Bennett Bear Creek Farm Water and Sanitation Dist. v. City and County of Denver, s. 93CA1395

Decision Date23 March 1995
Docket Number93CA1410,Nos. 93CA1395,s. 93CA1395
Citation907 P.2d 648
PartiesBENNETT BEAR CREEK FARM WATER AND SANITATION DISTRICT; Meadowbrook Water District; Willowbrook Water and Sanitation District; Cherry Creek Valley Water and Sanitation District; Cherry Moor Water District; Cherryridge Water and Sanitation District; Devonshire Heights Water and Sanitation District; Lakehurst Water and Sanitation District; City of Littleton; North Pecos Water and Sanitation District; Platte Canyon Water and Sanitation District; and Southwest Metropolitan Water and Sanitation District, Plaintiffs-Appellants, v. CITY AND COUNTY OF DENVER, a municipal corporation, acting by and through its Board of Water Commissioners, Defendant-Appellee. . II
CourtColorado Court of Appeals

Grimshaw and Harring, P.C., Richard L. Harring, Denver, for plaintiffs-appellants Bennett Bear Creek Farm Water and Sanitation Dist., Meadowbrook Water Dist., and Willowbrook Water and Sanitation Dist.

Timothy C. Terrill, Janesville, WI, for plaintiffs-appellants Cherry Creek Valley Water and Sanitation Dist., Cherry Moor Water Dist., Cherryridge Water and Sanitation Dist., Devonshire Heights Water and Sanitation Dist., Lakehurst Water and Sanitation Dist., City of Littleton, North Pecos Water and Sanitation Dist., Platte Canyon Water and Sanitation Dist., and Southwest Metropolitan Water and Sanitation Dist Parcel, Mauro, Hultin & Spaanstra, P.C., Peggy Montano, Saunders, Snyder, Ross & Dickson, P.C., Jack F. Ross, Denver, David E. Bellack, Carbondale, for defendant-appellee.

Opinion by Judge BRIGGS.

_Information given_:
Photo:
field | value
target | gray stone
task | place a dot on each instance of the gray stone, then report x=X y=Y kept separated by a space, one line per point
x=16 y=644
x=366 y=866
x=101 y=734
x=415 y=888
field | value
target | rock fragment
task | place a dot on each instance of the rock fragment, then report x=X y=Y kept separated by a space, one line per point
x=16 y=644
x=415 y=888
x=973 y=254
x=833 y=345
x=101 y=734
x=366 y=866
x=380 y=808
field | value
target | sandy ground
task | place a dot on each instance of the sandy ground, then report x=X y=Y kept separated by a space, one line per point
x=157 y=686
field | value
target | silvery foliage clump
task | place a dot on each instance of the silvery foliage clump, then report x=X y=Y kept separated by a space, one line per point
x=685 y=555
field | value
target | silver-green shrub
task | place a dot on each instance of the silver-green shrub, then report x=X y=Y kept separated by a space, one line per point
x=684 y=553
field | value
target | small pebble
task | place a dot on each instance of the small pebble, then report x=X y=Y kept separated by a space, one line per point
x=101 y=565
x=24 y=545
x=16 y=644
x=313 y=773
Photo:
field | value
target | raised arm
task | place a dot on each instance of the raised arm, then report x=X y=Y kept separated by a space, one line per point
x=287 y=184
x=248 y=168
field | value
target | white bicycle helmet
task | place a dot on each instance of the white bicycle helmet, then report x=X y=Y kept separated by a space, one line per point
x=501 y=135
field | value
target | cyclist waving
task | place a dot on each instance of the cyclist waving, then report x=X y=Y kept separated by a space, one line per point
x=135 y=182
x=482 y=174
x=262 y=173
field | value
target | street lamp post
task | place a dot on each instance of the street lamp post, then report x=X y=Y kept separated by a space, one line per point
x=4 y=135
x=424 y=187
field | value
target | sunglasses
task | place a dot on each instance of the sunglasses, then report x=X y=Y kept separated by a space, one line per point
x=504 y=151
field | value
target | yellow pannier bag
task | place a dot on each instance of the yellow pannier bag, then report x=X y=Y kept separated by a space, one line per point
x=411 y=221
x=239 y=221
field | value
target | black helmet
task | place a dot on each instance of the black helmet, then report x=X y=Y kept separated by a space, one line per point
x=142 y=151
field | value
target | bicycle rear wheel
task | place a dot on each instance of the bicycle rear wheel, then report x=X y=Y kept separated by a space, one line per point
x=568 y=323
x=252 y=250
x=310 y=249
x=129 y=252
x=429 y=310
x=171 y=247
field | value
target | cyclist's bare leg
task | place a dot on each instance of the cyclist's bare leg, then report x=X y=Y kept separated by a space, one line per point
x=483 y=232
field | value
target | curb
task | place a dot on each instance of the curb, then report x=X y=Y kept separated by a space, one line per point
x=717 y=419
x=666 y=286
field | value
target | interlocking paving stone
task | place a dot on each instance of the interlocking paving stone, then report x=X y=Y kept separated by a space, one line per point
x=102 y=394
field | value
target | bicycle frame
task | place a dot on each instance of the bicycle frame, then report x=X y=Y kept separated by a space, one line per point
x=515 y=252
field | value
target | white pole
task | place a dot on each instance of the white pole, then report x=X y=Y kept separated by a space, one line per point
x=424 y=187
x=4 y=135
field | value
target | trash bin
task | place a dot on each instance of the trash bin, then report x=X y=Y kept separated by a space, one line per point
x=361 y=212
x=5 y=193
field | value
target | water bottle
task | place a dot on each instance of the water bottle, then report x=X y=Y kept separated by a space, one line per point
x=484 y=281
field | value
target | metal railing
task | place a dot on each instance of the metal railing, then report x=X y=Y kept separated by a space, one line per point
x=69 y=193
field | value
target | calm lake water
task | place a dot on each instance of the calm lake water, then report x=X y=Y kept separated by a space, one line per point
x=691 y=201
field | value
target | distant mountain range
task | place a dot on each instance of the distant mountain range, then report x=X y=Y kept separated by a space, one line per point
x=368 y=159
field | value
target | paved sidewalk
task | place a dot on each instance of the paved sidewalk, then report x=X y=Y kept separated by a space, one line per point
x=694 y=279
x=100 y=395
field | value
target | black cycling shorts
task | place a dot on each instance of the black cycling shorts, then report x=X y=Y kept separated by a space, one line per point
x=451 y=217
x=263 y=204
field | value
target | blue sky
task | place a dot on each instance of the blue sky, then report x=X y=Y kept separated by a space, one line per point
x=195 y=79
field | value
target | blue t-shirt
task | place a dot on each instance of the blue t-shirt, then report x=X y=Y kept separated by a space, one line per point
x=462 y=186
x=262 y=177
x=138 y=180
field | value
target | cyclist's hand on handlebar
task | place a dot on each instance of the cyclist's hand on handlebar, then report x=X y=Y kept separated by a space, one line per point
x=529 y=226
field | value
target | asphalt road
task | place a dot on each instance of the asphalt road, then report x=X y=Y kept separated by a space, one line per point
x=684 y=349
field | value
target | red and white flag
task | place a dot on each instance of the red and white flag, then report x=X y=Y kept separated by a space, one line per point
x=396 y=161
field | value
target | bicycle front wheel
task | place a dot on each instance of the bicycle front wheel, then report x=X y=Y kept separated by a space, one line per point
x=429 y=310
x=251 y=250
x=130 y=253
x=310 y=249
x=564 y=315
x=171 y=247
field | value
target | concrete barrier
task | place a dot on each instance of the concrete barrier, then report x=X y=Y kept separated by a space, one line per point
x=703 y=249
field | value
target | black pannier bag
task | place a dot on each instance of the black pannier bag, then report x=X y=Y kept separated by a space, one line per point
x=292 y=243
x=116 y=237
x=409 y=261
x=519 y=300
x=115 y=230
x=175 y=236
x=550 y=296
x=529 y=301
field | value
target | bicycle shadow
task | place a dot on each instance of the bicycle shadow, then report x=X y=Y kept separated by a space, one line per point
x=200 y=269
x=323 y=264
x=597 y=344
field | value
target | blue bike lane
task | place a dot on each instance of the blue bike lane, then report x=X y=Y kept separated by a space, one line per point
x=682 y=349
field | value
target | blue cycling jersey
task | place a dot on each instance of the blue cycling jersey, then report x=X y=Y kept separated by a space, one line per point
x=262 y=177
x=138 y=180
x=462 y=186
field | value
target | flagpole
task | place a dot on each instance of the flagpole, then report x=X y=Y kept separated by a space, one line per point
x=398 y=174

_Task instructions_:
Swap "Janesville" for "Madison" in the Colorado appeals case header, and give the passage again starting at "Grimshaw and Harring, P.C., Richard" and ending at "Carbondale, for defendant-appellee.".

_Response below_:
Grimshaw and Harring, P.C., Richard L. Harring, Denver, for plaintiffs-appellants Bennett Bear Creek Farm Water and Sanitation Dist., Meadowbrook Water Dist., and Willowbrook Water and Sanitation Dist.

Timothy C. Terrill, Madison, WI, for plaintiffs-appellants Cherry Creek Valley Water and Sanitation Dist., Cherry Moor Water Dist., Cherryridge Water and Sanitation Dist., Devonshire Heights Water and Sanitation Dist., Lakehurst Water and Sanitation Dist., City of Littleton, North Pecos Water and Sanitation Dist., Platte Canyon Water and Sanitation Dist., and Southwest Metropolitan Water and Sanitation Dist Parcel, Mauro, Hultin & Spaanstra, P.C., Peggy Montano, Saunders, Snyder, Ross & Dickson, P.C., Jack F. Ross, Denver, David E. Bellack, Carbondale, for defendant-appellee.